===== Text shown

Jane L. Baxter vs. New York, New Haven, and Hartford Railroad Company.
Suffolk.
December 11,1912.
May 19, 1913.
Present: Pugg, C. J., Hammond, Loring, Braley, & Sheldon, JJ.
Practice, Civil, Exceptions, Memorandum.
Where a judge, who, without a jury, heard an action of tort for personal injuries, found, upon conflicting evidence, that the defendant was negligent but that the plaintiff received no substantial injury, and found for the defendant, this court, upon an exception by the plaintiff “upon the ground that as a matter of law the evidence” was “not sufficient to support” the findings, has no jurisdiction to review the findings, but only to say as a matter of law whether there was evidence which authorized the finding for the defendant.

==========

Set exercise 1 -
Write out the case report from "Jane L. Baxter" up to and including "for the defendant.".
Set exercise 2 -
Continue the case report on the railroad tort action, starting after its final sentence.
The lines that come next are separate material, unconnected with the case report.

===== Extracted entries

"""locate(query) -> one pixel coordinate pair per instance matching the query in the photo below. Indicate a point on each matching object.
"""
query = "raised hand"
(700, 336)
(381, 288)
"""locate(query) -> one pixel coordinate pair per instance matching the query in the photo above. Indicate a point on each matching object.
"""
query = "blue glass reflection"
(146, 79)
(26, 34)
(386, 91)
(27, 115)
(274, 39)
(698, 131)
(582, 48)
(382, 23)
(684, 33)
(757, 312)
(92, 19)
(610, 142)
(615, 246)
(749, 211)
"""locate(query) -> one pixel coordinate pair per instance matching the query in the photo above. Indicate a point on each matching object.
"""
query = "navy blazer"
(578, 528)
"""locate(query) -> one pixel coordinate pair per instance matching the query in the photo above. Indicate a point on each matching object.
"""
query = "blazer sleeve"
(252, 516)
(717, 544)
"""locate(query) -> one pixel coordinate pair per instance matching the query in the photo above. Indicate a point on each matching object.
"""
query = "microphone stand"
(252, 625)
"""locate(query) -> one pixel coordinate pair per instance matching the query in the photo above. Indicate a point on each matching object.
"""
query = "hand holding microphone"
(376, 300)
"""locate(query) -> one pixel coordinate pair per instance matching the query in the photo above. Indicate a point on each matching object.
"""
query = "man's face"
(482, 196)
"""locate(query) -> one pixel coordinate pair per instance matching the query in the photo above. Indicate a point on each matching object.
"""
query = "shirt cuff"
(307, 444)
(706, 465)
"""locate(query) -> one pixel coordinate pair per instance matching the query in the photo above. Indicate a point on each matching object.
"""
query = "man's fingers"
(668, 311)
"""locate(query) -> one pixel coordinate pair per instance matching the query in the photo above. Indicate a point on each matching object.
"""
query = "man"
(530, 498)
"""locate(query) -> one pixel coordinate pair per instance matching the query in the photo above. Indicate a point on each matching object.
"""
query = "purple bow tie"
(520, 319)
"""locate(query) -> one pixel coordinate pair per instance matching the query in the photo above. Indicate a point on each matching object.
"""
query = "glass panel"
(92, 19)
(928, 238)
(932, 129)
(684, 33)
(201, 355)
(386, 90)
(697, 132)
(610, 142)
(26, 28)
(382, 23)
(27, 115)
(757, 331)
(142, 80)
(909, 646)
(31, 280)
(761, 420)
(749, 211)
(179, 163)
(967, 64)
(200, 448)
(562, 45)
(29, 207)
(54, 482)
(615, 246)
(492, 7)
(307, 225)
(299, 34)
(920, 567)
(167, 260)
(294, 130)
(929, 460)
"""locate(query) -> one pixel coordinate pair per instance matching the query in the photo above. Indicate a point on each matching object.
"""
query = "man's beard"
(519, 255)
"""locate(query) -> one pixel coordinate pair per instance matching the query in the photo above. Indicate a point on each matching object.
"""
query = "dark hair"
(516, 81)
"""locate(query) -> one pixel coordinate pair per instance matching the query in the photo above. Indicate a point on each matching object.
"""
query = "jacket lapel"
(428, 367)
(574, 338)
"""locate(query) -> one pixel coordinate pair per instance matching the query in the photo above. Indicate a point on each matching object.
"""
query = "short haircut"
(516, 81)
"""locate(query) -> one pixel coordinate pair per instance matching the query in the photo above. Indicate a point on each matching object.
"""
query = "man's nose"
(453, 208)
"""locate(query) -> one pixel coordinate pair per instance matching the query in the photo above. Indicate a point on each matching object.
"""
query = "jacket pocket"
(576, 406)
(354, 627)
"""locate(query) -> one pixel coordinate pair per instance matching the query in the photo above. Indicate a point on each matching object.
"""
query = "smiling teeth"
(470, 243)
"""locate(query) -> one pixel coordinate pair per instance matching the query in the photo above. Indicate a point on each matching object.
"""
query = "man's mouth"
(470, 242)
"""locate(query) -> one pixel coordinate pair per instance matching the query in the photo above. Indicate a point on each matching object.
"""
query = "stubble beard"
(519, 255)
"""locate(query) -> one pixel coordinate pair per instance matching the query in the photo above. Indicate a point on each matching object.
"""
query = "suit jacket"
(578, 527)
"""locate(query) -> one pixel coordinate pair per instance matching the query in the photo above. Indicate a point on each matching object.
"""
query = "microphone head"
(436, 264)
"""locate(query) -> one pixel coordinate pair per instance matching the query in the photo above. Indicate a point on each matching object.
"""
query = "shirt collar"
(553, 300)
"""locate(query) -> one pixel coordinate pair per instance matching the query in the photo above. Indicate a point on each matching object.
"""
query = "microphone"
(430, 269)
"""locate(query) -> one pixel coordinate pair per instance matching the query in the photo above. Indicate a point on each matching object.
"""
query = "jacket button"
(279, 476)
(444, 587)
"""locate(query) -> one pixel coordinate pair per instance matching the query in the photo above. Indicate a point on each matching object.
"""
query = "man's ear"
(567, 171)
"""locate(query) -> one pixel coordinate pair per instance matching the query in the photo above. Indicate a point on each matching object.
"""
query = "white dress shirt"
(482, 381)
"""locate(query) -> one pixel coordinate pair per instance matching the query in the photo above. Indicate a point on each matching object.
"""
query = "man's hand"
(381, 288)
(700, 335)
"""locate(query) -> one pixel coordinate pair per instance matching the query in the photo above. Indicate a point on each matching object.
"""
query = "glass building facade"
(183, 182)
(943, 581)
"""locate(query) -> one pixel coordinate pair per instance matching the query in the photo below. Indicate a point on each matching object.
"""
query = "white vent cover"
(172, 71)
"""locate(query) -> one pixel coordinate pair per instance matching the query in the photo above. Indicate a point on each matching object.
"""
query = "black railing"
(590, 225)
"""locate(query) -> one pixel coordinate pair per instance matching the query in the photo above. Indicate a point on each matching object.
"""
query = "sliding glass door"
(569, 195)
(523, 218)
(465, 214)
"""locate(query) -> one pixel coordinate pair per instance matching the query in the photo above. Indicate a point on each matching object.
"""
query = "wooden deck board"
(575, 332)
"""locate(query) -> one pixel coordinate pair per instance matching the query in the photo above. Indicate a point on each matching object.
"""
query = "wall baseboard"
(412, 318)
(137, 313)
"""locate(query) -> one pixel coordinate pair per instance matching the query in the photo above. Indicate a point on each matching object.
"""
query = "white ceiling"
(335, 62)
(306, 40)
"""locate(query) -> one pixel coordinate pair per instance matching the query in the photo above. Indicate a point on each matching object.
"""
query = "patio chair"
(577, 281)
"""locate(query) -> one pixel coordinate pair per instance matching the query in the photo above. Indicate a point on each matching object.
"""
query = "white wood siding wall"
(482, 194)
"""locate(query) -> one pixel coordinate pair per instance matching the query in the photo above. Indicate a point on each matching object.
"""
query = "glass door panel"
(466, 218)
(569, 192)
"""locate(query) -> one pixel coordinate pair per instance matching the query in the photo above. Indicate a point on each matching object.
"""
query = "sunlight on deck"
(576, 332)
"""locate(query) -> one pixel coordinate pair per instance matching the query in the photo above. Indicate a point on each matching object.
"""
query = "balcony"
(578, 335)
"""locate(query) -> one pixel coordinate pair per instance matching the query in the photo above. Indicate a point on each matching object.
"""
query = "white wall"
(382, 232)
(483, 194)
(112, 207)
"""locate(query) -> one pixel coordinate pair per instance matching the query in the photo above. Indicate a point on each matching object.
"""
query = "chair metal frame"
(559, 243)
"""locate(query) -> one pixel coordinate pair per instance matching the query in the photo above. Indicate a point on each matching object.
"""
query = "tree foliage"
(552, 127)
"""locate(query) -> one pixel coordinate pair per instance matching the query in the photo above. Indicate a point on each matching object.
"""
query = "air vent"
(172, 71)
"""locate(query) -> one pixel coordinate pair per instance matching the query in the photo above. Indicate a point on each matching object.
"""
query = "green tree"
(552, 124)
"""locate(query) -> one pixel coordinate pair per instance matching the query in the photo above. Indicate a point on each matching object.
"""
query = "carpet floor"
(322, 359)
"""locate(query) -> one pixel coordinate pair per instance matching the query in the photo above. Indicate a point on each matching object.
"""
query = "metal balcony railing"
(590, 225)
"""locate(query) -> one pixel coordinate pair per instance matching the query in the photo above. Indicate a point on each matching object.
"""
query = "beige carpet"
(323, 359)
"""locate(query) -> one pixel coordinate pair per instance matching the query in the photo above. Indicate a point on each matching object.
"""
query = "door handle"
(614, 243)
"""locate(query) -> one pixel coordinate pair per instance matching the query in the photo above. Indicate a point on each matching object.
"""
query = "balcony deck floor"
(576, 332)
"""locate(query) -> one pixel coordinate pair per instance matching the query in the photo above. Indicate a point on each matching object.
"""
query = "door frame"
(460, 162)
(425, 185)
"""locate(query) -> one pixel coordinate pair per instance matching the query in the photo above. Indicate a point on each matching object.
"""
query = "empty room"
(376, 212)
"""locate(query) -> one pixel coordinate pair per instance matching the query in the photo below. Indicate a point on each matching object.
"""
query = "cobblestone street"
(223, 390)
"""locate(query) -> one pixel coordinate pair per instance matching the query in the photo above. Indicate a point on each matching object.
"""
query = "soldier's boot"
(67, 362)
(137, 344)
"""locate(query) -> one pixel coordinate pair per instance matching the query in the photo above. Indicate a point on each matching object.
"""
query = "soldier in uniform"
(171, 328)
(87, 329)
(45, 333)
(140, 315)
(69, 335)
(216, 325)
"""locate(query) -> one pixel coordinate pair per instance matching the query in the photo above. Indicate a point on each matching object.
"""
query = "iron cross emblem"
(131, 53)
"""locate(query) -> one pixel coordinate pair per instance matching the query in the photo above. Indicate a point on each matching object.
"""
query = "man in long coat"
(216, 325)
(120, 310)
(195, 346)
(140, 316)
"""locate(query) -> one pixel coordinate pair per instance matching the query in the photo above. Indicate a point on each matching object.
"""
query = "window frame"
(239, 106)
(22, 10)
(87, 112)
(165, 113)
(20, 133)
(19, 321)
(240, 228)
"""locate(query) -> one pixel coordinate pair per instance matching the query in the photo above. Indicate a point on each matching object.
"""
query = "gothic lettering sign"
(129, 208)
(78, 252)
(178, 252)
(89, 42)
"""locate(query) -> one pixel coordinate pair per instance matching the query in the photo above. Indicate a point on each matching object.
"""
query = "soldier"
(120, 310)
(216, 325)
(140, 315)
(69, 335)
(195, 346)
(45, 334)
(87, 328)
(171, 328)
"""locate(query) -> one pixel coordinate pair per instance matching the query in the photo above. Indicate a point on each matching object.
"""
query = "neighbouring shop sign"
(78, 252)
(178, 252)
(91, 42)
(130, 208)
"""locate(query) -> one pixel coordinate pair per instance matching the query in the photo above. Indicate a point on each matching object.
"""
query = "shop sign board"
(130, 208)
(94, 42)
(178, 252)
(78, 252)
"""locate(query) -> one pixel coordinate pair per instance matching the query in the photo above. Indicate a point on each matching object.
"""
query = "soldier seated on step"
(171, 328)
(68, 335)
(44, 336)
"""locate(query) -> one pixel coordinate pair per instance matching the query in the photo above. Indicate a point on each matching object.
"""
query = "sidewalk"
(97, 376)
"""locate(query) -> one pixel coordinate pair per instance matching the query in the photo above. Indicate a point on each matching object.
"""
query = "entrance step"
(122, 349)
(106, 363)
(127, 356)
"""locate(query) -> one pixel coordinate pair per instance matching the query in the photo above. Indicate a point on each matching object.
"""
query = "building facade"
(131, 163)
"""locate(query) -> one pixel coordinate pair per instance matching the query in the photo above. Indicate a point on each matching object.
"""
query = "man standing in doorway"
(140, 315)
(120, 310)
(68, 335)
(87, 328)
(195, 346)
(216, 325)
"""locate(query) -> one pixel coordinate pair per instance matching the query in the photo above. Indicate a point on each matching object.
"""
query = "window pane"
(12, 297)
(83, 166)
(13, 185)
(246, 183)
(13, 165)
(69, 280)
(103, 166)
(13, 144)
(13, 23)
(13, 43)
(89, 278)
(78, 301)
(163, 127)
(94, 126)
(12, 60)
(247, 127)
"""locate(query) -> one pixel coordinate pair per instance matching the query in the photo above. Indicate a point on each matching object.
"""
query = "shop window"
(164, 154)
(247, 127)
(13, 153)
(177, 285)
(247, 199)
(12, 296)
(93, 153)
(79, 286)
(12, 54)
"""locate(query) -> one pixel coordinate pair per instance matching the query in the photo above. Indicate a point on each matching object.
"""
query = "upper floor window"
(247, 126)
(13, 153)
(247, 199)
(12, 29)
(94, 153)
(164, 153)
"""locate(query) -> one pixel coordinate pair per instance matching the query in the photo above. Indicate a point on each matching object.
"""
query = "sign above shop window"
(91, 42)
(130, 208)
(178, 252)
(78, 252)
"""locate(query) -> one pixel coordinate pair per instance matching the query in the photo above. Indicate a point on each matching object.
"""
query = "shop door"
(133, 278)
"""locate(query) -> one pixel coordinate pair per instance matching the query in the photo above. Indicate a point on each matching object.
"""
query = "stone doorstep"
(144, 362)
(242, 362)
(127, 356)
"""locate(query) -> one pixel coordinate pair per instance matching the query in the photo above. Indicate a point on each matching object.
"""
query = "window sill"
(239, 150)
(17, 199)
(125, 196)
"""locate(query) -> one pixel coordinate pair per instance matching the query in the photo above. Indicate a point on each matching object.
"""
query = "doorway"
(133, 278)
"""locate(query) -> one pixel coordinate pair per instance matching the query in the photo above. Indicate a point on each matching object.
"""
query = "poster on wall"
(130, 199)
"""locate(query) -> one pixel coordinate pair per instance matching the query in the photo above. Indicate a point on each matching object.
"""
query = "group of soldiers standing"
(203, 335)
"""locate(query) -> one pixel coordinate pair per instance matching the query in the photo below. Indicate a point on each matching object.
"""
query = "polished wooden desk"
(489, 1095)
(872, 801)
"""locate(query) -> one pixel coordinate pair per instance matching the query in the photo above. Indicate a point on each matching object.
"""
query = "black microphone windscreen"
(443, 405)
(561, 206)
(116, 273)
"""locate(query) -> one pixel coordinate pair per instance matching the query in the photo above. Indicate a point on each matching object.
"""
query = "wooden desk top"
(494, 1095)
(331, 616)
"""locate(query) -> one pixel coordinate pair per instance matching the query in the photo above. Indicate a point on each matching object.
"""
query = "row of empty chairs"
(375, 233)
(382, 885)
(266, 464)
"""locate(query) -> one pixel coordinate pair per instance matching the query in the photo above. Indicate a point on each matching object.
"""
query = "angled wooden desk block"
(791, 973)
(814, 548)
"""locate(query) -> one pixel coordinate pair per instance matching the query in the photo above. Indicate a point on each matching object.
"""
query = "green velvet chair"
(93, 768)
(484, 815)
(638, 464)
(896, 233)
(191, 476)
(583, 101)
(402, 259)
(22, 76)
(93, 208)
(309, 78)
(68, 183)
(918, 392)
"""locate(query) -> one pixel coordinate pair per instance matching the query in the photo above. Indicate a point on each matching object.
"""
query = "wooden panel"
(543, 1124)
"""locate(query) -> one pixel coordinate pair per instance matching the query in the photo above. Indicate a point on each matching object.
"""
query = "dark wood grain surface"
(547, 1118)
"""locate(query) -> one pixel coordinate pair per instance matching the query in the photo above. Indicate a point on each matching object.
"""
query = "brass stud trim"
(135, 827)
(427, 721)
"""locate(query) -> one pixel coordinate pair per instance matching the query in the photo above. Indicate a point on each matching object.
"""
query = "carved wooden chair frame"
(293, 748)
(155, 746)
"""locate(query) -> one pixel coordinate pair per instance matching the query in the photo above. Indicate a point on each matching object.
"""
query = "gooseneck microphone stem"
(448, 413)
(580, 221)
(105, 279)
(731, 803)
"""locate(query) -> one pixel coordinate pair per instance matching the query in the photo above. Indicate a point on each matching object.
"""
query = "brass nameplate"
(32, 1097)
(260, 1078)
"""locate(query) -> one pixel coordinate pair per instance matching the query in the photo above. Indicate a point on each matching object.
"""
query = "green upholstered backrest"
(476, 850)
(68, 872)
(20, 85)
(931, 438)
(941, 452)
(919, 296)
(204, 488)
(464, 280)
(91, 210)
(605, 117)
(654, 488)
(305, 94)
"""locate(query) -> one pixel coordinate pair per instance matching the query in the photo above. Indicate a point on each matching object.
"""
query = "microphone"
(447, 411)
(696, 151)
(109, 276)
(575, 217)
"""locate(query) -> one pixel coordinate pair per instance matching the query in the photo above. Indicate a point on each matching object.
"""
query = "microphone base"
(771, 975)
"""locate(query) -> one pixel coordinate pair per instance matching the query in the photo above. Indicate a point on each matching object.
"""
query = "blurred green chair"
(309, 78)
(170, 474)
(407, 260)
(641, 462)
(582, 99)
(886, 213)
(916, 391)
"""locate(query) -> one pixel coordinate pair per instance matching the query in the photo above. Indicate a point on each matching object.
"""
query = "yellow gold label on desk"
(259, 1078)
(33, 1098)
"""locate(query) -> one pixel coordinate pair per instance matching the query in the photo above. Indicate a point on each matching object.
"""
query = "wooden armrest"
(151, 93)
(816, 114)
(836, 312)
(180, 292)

==========

Exercise output 1 -
Jane L. Baxter vs. New York, New Haven, and Hartford Railroad Company.
Suffolk.
December 11,1912.
May 19, 1913.
Present: Pugg, C. J., Hammond, Loring, Braley, & Sheldon, JJ.
Practice, Civil, Exceptions, Memorandum.
Where a judge, who, without a jury, heard an action of tort for personal injuries, found, upon conflicting evidence, that the defendant was negligent but that the plaintiff received no substantial injury, and found for the defendant, this court, upon an exception by the plaintiff “upon the ground that as a matter of law the evidence” was “not sufficient to support” the findings, has no jurisdiction to review the findings, but only to say as a matter of law whether there was evidence which authorized the finding for the defendant.

Exercise output 2 -
An action by a woman against a railroad company for personal injuries, alleged to have been caused by the starting of a train of the defendant as the plaintiff was in the act of alighting, was heard by a judge without a jury. The plaintiff testified that she was thrown against the car and against the railing and down to the edge of the car platform, and that she suffered injuries to her abdomen and spine. The testimony was controverted. The judge filed a memorandum stating that the defendant was negligent, that there was no unusual violence in the starting of the train, that he was-satisfied that the plaintiff “did not fall at all,” that it was “ possible that, by taking some of her testimony, some of the defendant’s testimony, and by finding against some of her contentions and in favor of others, a case might be made for her,” but that “neither from her account of what occurred at the train nor from her subsequent experience” was he “able to say” that she had satisfied him that she received any substantial injury; and he found for the defendant. Held, that it did not appear from the memorandum that the judge had believed the plaintiff’s testimony, and therefore that, on an exception by the plaintiff to the finding as not justified by the evidence, it was not necessary to consider an argument of the plaintiff based on the assumption that the judge had believed her testimony.
Tort for personal injuries alleged to have been caused by the plaintiff, a woman eighty years of age, being thrown from a train of the defendant as she was in the act of alighting. 'Writ dated May 15, 1911.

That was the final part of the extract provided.